Return every line of the entries below that contains the string "shirt", copying each one in full.

━━━━━ Given information

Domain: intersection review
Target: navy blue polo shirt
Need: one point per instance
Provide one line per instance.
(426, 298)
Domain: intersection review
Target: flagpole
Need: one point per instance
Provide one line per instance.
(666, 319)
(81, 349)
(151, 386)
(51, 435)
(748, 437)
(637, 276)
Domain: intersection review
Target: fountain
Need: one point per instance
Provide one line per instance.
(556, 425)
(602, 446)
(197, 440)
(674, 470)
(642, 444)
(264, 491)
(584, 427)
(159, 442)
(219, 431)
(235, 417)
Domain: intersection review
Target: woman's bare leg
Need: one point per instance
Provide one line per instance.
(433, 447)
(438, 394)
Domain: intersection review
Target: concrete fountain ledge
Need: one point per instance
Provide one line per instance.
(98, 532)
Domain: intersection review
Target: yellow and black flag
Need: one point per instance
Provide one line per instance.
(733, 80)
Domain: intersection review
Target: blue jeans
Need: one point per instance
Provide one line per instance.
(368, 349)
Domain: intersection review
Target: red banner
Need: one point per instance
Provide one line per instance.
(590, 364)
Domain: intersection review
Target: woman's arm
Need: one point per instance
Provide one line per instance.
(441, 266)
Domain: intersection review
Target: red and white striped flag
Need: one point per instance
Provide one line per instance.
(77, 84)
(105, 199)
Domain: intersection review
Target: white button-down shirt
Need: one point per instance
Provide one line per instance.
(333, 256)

━━━━━━━━━━
━━━━━ Given information

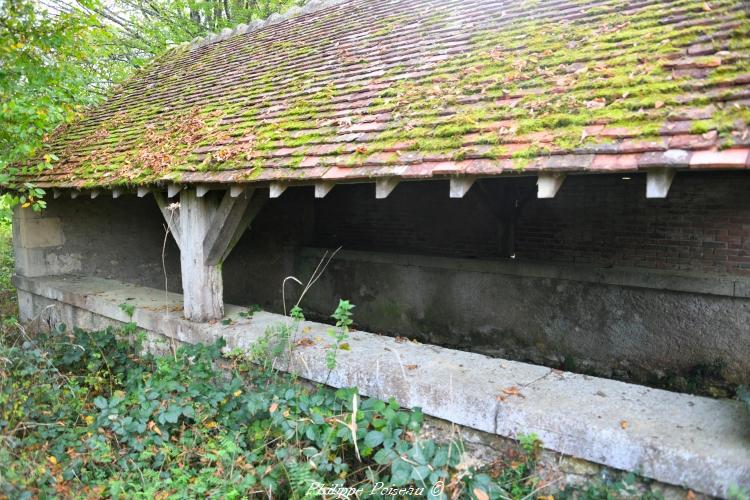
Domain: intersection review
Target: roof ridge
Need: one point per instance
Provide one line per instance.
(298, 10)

━━━━━━━━━━
━━━━━ Given information

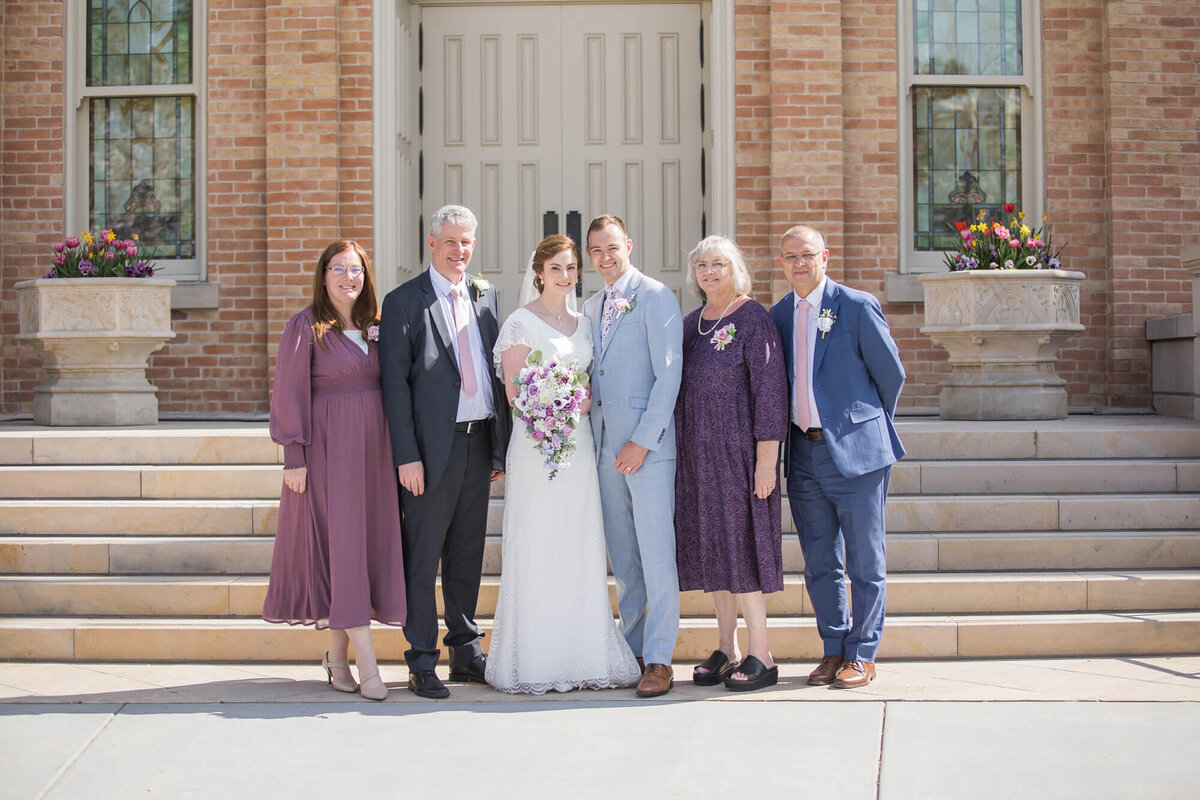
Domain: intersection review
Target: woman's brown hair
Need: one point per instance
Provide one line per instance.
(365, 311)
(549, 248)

━━━━━━━━━━

▶ [Solution]
Target: navy blue polo shirt
Target: white button-down shirt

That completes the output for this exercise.